> **Aim of the exercise**
Reproduce each of the rows below word for word, with no changes.

> **Extracted entries**
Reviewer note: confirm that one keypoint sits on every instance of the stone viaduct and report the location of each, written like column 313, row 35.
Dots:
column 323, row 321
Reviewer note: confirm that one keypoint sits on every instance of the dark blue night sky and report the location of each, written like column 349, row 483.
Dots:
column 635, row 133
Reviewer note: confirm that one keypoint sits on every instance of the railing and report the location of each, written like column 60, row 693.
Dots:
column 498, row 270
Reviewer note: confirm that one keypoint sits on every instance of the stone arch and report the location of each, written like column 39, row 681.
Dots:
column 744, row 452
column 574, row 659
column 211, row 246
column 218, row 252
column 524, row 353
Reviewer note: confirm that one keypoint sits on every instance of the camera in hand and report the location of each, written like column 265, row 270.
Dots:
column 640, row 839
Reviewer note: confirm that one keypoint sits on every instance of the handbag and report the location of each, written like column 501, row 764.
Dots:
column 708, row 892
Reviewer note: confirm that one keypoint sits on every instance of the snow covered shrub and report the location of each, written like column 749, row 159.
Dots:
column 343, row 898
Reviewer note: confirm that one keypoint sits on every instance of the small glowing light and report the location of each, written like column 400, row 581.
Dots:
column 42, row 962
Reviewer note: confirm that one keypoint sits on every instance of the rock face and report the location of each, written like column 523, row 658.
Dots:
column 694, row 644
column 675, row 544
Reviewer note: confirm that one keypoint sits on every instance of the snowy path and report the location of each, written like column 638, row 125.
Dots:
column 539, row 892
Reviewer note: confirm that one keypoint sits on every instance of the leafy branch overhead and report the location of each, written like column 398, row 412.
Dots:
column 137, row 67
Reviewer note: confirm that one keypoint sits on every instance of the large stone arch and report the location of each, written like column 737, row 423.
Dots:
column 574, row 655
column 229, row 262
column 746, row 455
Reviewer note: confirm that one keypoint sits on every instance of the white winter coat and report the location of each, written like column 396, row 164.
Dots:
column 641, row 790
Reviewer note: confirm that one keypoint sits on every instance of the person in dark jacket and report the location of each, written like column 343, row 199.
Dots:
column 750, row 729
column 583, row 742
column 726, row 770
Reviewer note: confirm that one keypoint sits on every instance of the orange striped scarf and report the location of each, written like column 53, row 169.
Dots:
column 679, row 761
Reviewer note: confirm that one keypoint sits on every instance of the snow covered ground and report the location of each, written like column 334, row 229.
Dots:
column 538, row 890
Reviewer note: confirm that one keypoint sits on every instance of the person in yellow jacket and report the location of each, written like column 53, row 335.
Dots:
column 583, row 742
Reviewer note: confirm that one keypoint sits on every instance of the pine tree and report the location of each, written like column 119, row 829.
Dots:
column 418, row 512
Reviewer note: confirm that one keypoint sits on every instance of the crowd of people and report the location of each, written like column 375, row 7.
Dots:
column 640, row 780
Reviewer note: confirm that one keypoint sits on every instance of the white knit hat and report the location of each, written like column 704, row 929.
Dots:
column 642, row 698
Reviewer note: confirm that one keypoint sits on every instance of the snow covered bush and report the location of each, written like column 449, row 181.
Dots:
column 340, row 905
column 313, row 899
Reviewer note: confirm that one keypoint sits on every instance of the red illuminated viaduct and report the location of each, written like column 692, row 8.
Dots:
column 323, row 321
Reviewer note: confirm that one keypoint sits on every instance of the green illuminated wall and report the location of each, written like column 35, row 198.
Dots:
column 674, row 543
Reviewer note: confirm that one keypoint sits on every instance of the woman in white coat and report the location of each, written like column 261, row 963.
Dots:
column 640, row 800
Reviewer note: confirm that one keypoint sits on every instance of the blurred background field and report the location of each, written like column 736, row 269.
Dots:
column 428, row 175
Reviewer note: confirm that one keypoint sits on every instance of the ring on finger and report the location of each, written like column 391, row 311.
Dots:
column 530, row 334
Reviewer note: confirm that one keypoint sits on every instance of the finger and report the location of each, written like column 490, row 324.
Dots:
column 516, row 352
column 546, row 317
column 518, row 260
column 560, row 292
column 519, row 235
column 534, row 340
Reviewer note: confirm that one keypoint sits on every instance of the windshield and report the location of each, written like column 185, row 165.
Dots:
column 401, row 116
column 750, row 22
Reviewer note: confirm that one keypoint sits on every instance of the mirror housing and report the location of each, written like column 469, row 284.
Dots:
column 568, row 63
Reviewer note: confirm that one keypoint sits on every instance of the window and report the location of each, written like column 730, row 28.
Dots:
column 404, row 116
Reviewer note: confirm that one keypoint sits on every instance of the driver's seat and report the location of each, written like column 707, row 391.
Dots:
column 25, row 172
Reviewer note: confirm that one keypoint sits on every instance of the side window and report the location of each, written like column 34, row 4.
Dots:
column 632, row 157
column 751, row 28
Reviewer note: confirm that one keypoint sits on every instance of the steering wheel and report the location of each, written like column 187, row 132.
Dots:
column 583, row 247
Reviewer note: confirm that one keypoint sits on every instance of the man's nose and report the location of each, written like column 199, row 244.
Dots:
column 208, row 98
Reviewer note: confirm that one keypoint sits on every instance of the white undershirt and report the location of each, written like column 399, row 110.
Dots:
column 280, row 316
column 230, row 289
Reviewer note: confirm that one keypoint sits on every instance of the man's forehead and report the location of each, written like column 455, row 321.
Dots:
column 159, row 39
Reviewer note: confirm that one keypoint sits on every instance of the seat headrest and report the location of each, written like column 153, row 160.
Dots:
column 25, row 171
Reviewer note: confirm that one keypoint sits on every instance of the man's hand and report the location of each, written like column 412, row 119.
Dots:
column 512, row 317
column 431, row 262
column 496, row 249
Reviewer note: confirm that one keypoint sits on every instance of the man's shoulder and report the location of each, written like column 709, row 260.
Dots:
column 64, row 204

> **Expected answer**
Reviewer note: confirm that one keypoint sits on every instance of the stone viaduct and report the location of each, written like column 313, row 35.
Dots:
column 323, row 321
Reviewer note: confirm that one keypoint sits on every instance of the dark blue night sky and report the location of each, written like column 349, row 483.
Dots:
column 635, row 133
Reviewer note: confirm that one keypoint sits on every instance of the railing and report the location of each, written like column 60, row 693.
Dots:
column 498, row 270
Reviewer note: confirm that one keypoint sits on every instance of the stone arch and report the location of each, written like column 39, row 681.
Dots:
column 744, row 452
column 574, row 659
column 211, row 246
column 218, row 252
column 524, row 353
Reviewer note: confirm that one keypoint sits on every instance of the camera in hand and report the location of each, written like column 265, row 270.
Dots:
column 640, row 839
Reviewer note: confirm that one keypoint sits on every instance of the handbag and report the location of each, written like column 501, row 764.
Dots:
column 708, row 892
Reviewer note: confirm that one keypoint sits on every instance of the snow covered shrub and report the location of each, written like column 749, row 159.
Dots:
column 343, row 898
Reviewer note: confirm that one keypoint sits on every instance of the small glowing light and report the location of each, written like column 400, row 581.
Dots:
column 42, row 962
Reviewer note: confirm that one keypoint sits on every instance of the rock face and report the location of each, written like column 523, row 658.
Dots:
column 694, row 644
column 675, row 544
Reviewer note: confirm that one keypoint sits on every instance of the snowy path and report the location of each, written like column 638, row 125.
Dots:
column 539, row 892
Reviewer note: confirm that one keypoint sits on every instance of the leafy branch overhead and report the location of each, written like column 398, row 412.
Dots:
column 137, row 67
Reviewer note: confirm that one keypoint sits on every instance of the large stone arch and report the location of each, written like column 737, row 423.
Dots:
column 574, row 655
column 229, row 262
column 746, row 455
Reviewer note: confirm that one keypoint sits on every instance of the white winter coat and report the location of each, written like column 396, row 164.
Dots:
column 641, row 790
Reviewer note: confirm that one keypoint sits on every instance of the person in dark jacket and report the location of each, written like column 343, row 199.
Dots:
column 750, row 729
column 583, row 742
column 726, row 770
Reviewer note: confirm that one keypoint sits on every instance of the orange striped scarf and report the location of each, written like column 53, row 169.
Dots:
column 679, row 761
Reviewer note: confirm that one keypoint sits on every instance of the snow covered ground and report the location of each, written like column 334, row 229.
Dots:
column 538, row 890
Reviewer note: confirm that one keypoint sits on every instance of the person in yellow jacket and report the location of each, written like column 53, row 335.
Dots:
column 583, row 742
Reviewer note: confirm that one keypoint sits on every instance of the pine tree and report the location of each, written like column 119, row 829.
Dots:
column 418, row 512
Reviewer note: confirm that one keypoint sits on every instance of the crowd of people and report the location of each, written like column 375, row 7.
Dots:
column 640, row 780
Reviewer note: confirm that one keypoint sits on every instance of the white knit hat and report the location of each, written like column 704, row 929.
Dots:
column 642, row 698
Reviewer note: confirm that one keypoint sits on every instance of the snow covered bush and report the location of each, written like column 449, row 181.
Dots:
column 340, row 905
column 313, row 899
Reviewer note: confirm that one keypoint sits on every instance of the red illuminated viaduct and report the location of each, written like column 692, row 8.
Dots:
column 323, row 321
Reviewer note: confirm that one keypoint sits on every instance of the green illuminated wall and report the location of each, written like column 35, row 198.
Dots:
column 674, row 543
Reviewer note: confirm that one keypoint sits on every instance of the woman in white coat and report the location of each, written like column 261, row 963.
Dots:
column 640, row 800
Reviewer note: confirm that one keypoint sits on every instance of the blurred background field and report the location of each, written like column 736, row 269.
Dots:
column 428, row 175
Reviewer note: confirm that one keypoint sits on every instance of the ring on finger and report the location of each, written like column 391, row 311.
Dots:
column 530, row 334
Reviewer note: confirm that one keypoint sits on every instance of the finger and report the location of each, written like column 490, row 324.
Dots:
column 516, row 352
column 546, row 317
column 518, row 260
column 560, row 292
column 519, row 235
column 534, row 340
Reviewer note: confirm that one keypoint sits on every instance of the windshield and report the location of each, written like column 185, row 165.
Dots:
column 401, row 116
column 750, row 22
Reviewer note: confirm that one keypoint sits on every instance of the mirror housing and report the location of each, written like column 469, row 284.
Dots:
column 568, row 63
Reviewer note: confirm that one keypoint sits on every instance of the window and report the location of each, written like column 730, row 28.
Dots:
column 404, row 116
Reviewer note: confirm that one keypoint sits on every instance of the driver's seat and report the location of each, written like column 707, row 391.
Dots:
column 25, row 172
Reviewer note: confirm that one keypoint sits on every instance of the side window and report the location of each, written like column 34, row 4.
Dots:
column 632, row 157
column 751, row 28
Reviewer note: confirm that one keypoint sits on every instance of the steering wheel and report the location of each, written like column 187, row 132.
Dots:
column 583, row 247
Reviewer note: confirm that one keypoint sits on every instance of the man's nose and report the location of each, written like column 199, row 244.
Dots:
column 208, row 98
Reviewer note: confirm that one keypoint sits on every instance of the white undershirt and report the location of each, written like column 399, row 110.
Dots:
column 280, row 316
column 230, row 289
Reviewer note: confirm that one keypoint sits on every instance of the man's forehead and report the location of each, written like column 455, row 321.
Dots:
column 159, row 39
Reviewer note: confirm that one keypoint sits on every instance of the seat headrest and report the location of each, written like column 153, row 160.
Dots:
column 25, row 171
Reviewer note: confirm that one keypoint sits on every instance of the man's hand and report the location of each, written like column 412, row 119.
Dots:
column 512, row 317
column 431, row 262
column 496, row 249
Reviewer note: confirm that one keypoint sits on every instance of the man's shoulder and report the location of each, written like column 709, row 260.
Dots:
column 64, row 204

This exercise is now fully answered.